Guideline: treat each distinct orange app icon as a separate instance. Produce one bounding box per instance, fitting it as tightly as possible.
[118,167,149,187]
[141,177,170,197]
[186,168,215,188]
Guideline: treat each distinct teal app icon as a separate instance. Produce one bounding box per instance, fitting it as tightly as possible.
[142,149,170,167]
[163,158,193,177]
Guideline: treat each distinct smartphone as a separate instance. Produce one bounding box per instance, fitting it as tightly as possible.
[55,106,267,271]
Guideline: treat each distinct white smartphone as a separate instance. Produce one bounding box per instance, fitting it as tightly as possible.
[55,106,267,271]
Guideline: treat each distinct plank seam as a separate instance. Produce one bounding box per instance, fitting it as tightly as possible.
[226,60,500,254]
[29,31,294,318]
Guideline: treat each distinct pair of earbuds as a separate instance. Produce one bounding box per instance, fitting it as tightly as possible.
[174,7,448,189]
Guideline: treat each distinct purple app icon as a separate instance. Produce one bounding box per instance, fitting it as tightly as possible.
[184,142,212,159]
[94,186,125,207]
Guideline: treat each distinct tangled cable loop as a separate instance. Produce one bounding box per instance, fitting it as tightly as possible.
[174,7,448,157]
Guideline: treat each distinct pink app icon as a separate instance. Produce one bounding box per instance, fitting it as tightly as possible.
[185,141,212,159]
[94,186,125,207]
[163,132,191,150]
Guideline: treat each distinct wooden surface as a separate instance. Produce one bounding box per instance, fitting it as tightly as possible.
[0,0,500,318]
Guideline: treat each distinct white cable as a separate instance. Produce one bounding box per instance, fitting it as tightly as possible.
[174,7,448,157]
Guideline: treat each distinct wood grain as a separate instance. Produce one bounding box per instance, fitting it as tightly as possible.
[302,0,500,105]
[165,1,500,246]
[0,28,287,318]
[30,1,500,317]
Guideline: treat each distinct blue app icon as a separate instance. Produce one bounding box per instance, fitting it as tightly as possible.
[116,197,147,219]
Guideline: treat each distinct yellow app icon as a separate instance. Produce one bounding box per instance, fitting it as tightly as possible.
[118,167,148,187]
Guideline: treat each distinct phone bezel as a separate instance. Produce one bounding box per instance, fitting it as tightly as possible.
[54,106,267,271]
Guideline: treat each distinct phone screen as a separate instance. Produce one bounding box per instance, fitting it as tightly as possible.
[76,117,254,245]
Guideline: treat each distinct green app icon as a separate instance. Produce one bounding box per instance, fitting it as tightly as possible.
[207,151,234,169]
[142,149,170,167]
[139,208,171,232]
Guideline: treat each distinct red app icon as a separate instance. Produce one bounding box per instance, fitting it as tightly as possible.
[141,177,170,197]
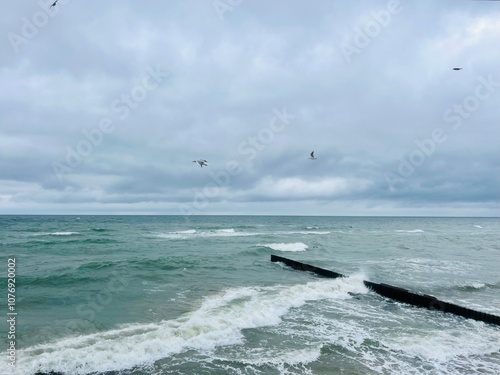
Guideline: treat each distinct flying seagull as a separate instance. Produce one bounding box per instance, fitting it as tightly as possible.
[193,159,208,168]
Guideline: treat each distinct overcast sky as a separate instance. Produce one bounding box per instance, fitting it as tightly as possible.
[0,0,500,216]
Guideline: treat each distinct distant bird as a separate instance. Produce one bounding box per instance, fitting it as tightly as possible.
[193,159,208,168]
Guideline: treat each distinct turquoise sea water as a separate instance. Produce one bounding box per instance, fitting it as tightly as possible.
[0,216,500,375]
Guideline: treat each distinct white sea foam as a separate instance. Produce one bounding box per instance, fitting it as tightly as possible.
[275,230,330,235]
[256,242,309,251]
[34,232,80,236]
[12,278,367,375]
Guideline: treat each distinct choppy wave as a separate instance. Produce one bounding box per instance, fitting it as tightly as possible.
[10,279,367,374]
[395,229,424,233]
[256,242,309,251]
[33,231,80,236]
[151,228,261,240]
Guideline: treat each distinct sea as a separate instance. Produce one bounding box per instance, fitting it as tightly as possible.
[0,215,500,375]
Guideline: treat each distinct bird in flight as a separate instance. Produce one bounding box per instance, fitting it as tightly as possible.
[193,159,208,168]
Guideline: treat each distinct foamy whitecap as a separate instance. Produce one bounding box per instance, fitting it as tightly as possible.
[13,278,368,374]
[256,242,309,251]
[152,228,261,240]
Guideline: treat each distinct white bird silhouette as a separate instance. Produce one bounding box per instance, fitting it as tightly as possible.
[193,159,208,168]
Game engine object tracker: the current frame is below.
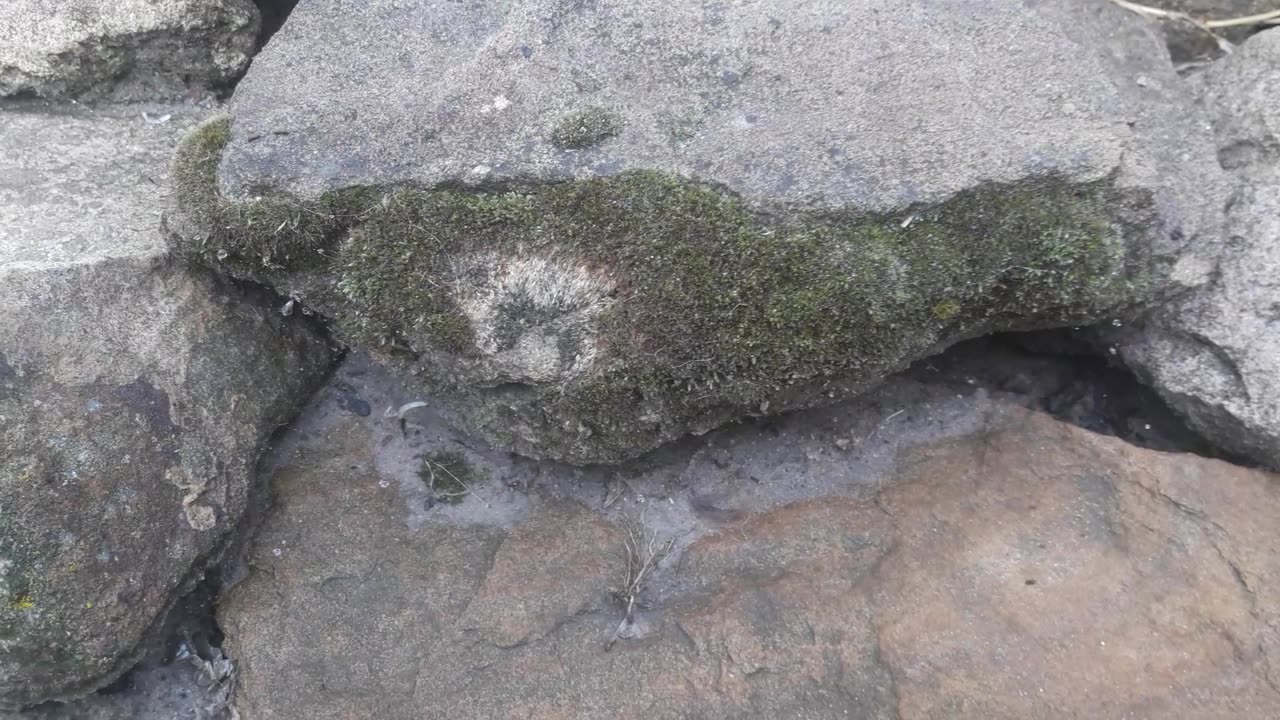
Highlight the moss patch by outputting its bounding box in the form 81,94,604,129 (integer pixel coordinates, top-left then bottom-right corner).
165,116,1151,460
172,115,381,279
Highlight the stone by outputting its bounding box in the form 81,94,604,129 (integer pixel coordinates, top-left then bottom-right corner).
0,0,259,101
219,364,1280,720
0,108,329,708
1114,31,1280,468
169,0,1221,464
1142,0,1276,63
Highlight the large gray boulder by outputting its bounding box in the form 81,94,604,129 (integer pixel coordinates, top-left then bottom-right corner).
0,0,259,100
1139,0,1280,61
172,0,1221,462
1116,31,1280,468
0,109,328,707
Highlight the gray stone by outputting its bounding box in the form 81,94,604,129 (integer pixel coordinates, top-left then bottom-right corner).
0,0,259,100
1139,0,1280,63
173,0,1221,462
219,354,1280,720
1116,31,1280,468
0,108,329,707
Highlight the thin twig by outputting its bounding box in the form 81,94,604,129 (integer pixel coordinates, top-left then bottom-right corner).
1111,0,1280,29
425,457,493,507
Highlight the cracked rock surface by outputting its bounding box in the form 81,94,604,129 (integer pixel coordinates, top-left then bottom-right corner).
0,0,259,101
173,0,1222,465
220,359,1280,720
0,106,329,708
1120,29,1280,468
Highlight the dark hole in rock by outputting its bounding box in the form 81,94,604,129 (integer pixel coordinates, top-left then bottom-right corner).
255,0,298,49
906,331,1218,464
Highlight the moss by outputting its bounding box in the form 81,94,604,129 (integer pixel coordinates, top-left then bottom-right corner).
419,451,489,505
172,115,381,279
167,120,1151,459
552,108,623,150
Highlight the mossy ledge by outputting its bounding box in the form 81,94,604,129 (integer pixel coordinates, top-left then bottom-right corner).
174,112,1153,462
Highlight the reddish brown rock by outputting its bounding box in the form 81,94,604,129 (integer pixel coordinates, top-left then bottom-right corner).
221,397,1280,720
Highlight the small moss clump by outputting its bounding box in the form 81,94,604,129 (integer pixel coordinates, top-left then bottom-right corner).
419,451,489,505
172,115,381,281
552,108,623,150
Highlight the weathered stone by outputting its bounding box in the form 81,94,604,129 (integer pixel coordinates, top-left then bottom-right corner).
1116,31,1280,468
220,358,1280,720
1140,0,1280,61
0,0,259,100
165,0,1221,462
0,109,328,706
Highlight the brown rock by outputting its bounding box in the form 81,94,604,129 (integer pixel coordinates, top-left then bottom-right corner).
221,397,1280,720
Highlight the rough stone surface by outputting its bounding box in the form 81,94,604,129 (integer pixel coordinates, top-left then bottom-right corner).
0,0,259,100
1140,0,1280,61
172,0,1221,464
0,108,328,707
220,363,1280,720
1119,31,1280,468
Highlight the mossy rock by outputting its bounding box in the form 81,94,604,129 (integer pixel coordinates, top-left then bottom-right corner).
170,0,1225,462
177,112,1152,462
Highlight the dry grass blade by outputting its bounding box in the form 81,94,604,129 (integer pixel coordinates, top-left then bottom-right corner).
1111,0,1280,31
422,457,493,507
604,515,676,651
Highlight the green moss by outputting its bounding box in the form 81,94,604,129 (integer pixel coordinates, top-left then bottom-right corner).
167,118,1149,457
172,115,381,279
552,108,623,150
419,451,489,505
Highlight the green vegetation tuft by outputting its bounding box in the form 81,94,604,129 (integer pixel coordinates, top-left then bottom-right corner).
552,108,623,150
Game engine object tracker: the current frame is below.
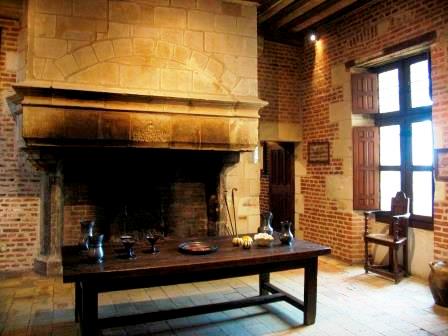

- - -

What to do: Could you reproduce the material above with each "bounding box" swapped for "enclosing rectangle", leaving everything else unchanged and omitting the pictures?

Solution below:
Guideline: treat each distinct orange app icon as a separate instance. Produce one enclosing rectangle per instance, fitting it as tightly as possible.
[118,167,149,187]
[141,177,170,197]
[186,168,215,188]
Guideline: treat each distinct teal app icon as a separate instance. Produce one enclosing rectangle per instance, fitting it as tightly as possible.
[142,149,170,167]
[163,158,193,177]
Guideline: treat each distinct smartphone as a separate instance. Produce one enclosing rectangle per instance, fitting it as tightly as possible.
[55,106,267,271]
Guideline: treat each distinct white smartphone as a separate instance. Produce one enclosing rectangle per instance, fitting it as tightly as possible.
[55,106,267,271]
Guideline: treat each distinct plank seam as a separate instance. Produce one enclosing rectangle per instance, fitting it as tightly as possible.
[226,60,500,254]
[29,31,294,318]
Guideline: treat each distinct pair of earbuds as a separate instance. Produce one enclosing rectangle per instance, fitting it as tightly as possible.
[174,7,448,189]
Guideline: treat each distinct purple app icon as a separate instance. Produce one enclosing rectangle per instance, fitting it as tightly as possible.
[184,142,212,159]
[94,186,125,207]
Guideline: treat each distinct tangled cable loop as a separate instance. Produce one enclosing rectangle per instance, fitting it as tightly as possible.
[174,7,448,157]
Guideline: treat each distinct pink app icon as a separate instance. Produce one enclosing rectangle per instance, fitting it as tightly as possible.
[185,141,212,159]
[94,186,125,207]
[163,132,191,150]
Guideline: treat each distinct wooden surface as a separate instance. Produce one enclosing rectangle per instance, fitting it as tightly as possible.
[0,0,500,318]
Guideline: treat each distinct white cable as a separate instance. Produce one enclosing rectangle per instance, fitting it as tightly as possible.
[174,7,448,157]
Guideline: treat each distinct wood grain as a separate instance. Produce one enclosing rectangle per instance, fitting it as tightly as possible.
[302,0,500,105]
[165,1,500,246]
[0,28,287,318]
[30,1,500,317]
Guideline: treat each distinct blue app icon as a separate instance. Produce one enclosing rectangle per instance, fitting it as tightly as possible.
[116,197,147,219]
Guideline: treat each distinct yellow app icon as a separate instance. Produce one enclosing rectangle per instance, fitting it as tightly as possible.
[118,167,148,187]
Guideline: treat each distinct phone bezel as a separate instance. Produce one enclosing rectangle per instance, fitting it as tightly as possible.
[54,106,267,271]
Guideline: treat each distinct phone screen as a separate instance. Produce one enclosing rectangle per instance, fitting it as tightly as possible.
[76,117,254,245]
Guideline: treat each distinct green app icon as a separate instance. Produce one enclosing rectangle per instance, fitting it as tightly as possible.
[207,151,234,169]
[142,149,170,167]
[139,208,171,232]
Guideline: treat each distinct red app icon as a separate instance. Produce one enclosing rectangle per instance, fitting it as tightly as possible.
[141,177,170,197]
Guideline: treat each distinct flying seagull as a separate instance. Produce one enclosing rectangle per instance, fitting it as tightly as possible.
[193,159,208,168]
Guideline: treat each distinct overcast sky as a separate instance. Produce one enclosing rectangle per instance, fitting it as tightly as possible.
[0,0,500,216]
Guideline: treat each distinct distant bird as a separate instance. Produce one enclosing rectangle per instance, fitting it as tightly as possible.
[193,159,208,168]
Guideline: treat each distinct turquoise sea water as a separate instance. Produce one enclosing rectangle per instance, fitting it as tightly as possible.
[0,216,500,375]
Guideline: treat each distinct white sea foam as a separate instance. Produce one enclosing rectangle per instance, fitting it as tightly as possible.
[275,230,330,235]
[256,242,309,251]
[34,232,80,236]
[12,278,367,375]
Guideline: treat each distinct choppy wave as a separate instance. Produce one enclosing rectangle per instance, fitting it as tightly as possible.
[10,279,367,374]
[395,229,424,233]
[256,242,309,251]
[33,231,80,236]
[151,228,261,240]
Guideline: treat each distinct sea as a separate instance. Produce one enclosing rectangle per instance, fitting it as tightly as possible.
[0,215,500,375]
Guideline: treat each distinct bird in flight as a separate instance. Produce one enclosing rectangle per instance, fitting it as tightly as possible.
[193,159,208,168]
Guideline: treat each distinct foamy whitecap as a separate instance. Produce one enclosing rectangle per instance, fitting it as tightly as possible.
[13,278,368,374]
[256,242,309,251]
[152,228,261,240]
Guideline: treat each distinct white bird silhouette as a separate instance. Produce one enclosing rectangle per instance, fitting it as tightly as possible.
[193,159,208,168]
Game engine object tracker: the current frame is below.
Highlight the moss patch by outputting its enclosing rectangle in the form 81,94,604,129 (integer pixel coordinates, top-left then bottom-right corner).
165,116,1151,460
172,115,381,279
Highlight the stone by outputting its enclosing rectangle in the form 81,94,604,129 (integer pixel coordinates, top-left then bottom-right corner).
0,0,259,101
219,364,1280,720
0,108,329,708
1114,31,1280,468
169,0,1221,464
1142,0,1276,63
Highlight the large gray boulder by outputting its enclosing rectangle in the form 81,94,604,129 (integer pixel coordinates, top-left then bottom-right corner).
0,0,259,100
1139,0,1280,61
172,0,1221,462
1116,31,1280,468
0,109,328,707
Highlight the gray stone by outputting its enclosing rectangle in the form 81,94,604,129 (integer pixel coordinates, top-left then bottom-right corner).
0,0,259,100
1139,0,1280,63
173,0,1221,462
219,354,1280,720
1116,31,1280,468
0,108,329,707
Highlight the thin twig by outputting its enclosing rectangle in the form 81,94,604,129 (integer pixel coordinates, top-left then bottom-right corner).
1111,0,1280,29
425,457,493,507
Highlight the cracked rock surface by outputting its enclosing rectangle in the form 81,94,604,129 (integer pixel coordinates, top-left then bottom-right corner).
0,0,259,101
173,0,1222,465
220,359,1280,720
0,106,329,708
1120,29,1280,468
Highlight the dark hole in rock by outputting its enclosing rectangle in the form 81,94,604,129 (integer pixel coordinates, top-left then bottom-right corner).
255,0,298,49
906,331,1218,464
Highlight the moss by outputting its enclosing rectangle in the form 81,94,604,129 (integer pixel coordinates, top-left then bottom-right corner).
419,451,489,505
172,115,381,279
167,120,1151,459
552,108,623,150
Highlight the mossy ledge by outputting its enclosing rectangle in the form 81,94,604,129 (integer pixel coordinates, top-left then bottom-right corner).
174,112,1153,462
Highlight the reddish brown rock by outputting its enclosing rectangle in the form 81,94,604,129 (integer pixel coordinates, top-left then bottom-right corner).
221,397,1280,720
Highlight the small moss clump by outputting its enclosing rectangle in the form 81,94,604,129 (integer pixel coordinates, top-left then bottom-right corner).
419,451,489,505
172,115,381,281
552,108,623,150
Highlight the weathered stone by outputting its enclosing rectangle in the form 81,94,604,129 (integer pixel coordinates, top-left then bottom-right corner).
1116,31,1280,468
220,358,1280,720
1140,0,1280,61
0,0,259,100
165,0,1221,462
0,109,328,706
Highlight the brown rock by outputting its enclosing rectangle in the form 81,94,604,129 (integer pixel coordinates, top-left then bottom-right corner).
221,397,1280,720
Highlight the rough stone surface by outputting its enclosing rectangle in the form 81,94,604,129 (integer pixel coordinates, top-left then bottom-right corner).
0,0,259,100
1140,0,1280,61
172,0,1221,464
0,108,328,707
220,363,1280,720
1119,31,1280,468
Highlight the mossy rock by outputting its enclosing rectangle in the form 81,94,604,129 (integer pixel coordinates, top-left then bottom-right corner).
170,0,1225,462
177,112,1152,462
Highlight the dry grass blade by outputting its enclosing rectangle in the form 81,94,604,129 (integer pixel coordinates, top-left then bottom-right corner).
1111,0,1280,31
422,457,493,507
604,515,676,651
Highlight the green moss by outputting its enclosing rectangle in the form 81,94,604,129 (integer pixel coordinates, top-left then bottom-right corner).
167,118,1149,457
172,115,381,279
552,108,623,150
419,451,489,505
Highlight the green vegetation tuft by outputting its enclosing rectangle in the form 81,94,604,129 (integer pixel coordinates, top-left then bottom-right corner).
552,108,623,150
Game engine object tracker: the current frame is below.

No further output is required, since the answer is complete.